_What you need to do_
Continue the introduction of Benjamin Reiss's book on sleep from the point where it stops, before the listing.

_Supplied text_
□ □ □

I recently had the privilege of introducing Benjamin Reiss at the 2017 Decatur Book Festival. Here's what I said.
Studying sleep is big business. Perhaps you're one of the more than 3 million people in the United States who had a diagnostic sleep study last year.
I had one several years ago. A technician glues electrodes to your scalp-- it's quite cumbersome. And you spend the night in a lab, with all this stuff attached to your head. Now there are apps on your phone, and you can record and analyze yourself. You can even get your own portable EEG monitor.
Researchers at Emory, where I work, are harvesting data from heart rate monitors. They want to see whether they can reliably tell the difference between someone with PTSD or schizophrenia from healthy controls. It turns out that the time of day that is the most revealing, for heart rate variability, is the middle of the night.
Eventually they want to use this technology to monitor whether patients are doing better with treatment, without having them come into the doctor's office. They like to call this "objective" because it doesn't involve a conversation or having them fill out a questionnaire, just looking at their heart beats and activity logs.
This sounds intriguing, and it's an illustration of the flourishing state of sleep research. Still, doctors and big data researchers who think they are objectively measuring and studying sleep, or those people who are downloading sleep analysis apps, could do with a dose of cultural and historical perspective. That's what we can get from Benjamin Reiss.
There's a consensus that electricity and later computers altered the way in which we sleep in Western countries – Reiss' book in turn illuminates how to think about that change, reexamining work by authors such as Henry David Thoreau.

□ □ □

(Source records)
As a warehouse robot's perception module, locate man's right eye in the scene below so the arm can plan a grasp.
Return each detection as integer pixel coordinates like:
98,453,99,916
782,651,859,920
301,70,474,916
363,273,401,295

□ □ □

_Answer to this problem_
Reiss is currently chair of English department at Emory and also co-director of the Disability Studies Initiative. He plays violin and used to play pickup basketball. He previously taught at Tulane in New Orleans, and his family evacuated at the time of Hurricane Katrina. The experience made him think in a different way about our society's expectations about sleep.
Reiss got started with his interest in sleep when he was researching one of his previous books, about asylums and their role as cultural centers in the 19th century. He ran across the story of Jane Rider, a 19 year old servant for a well off family in Springfield, Massachusetts. In 1833, Ms Rider began to experience migraine-like symptoms and then sleepwalking.
During her night time excursions, Rider performed tasks such as sorting clothes, sewing and cooking, with her eyes closed. She became a local attraction because of her supposedly clairvoyant abilities. Rider was eventually committed against her wishes to the State Lunatic Asylum. [That is what it was called then.] Reiss goes into greater detail about Rider in Wild Nights: How Taming Sleep Created Our Restless World.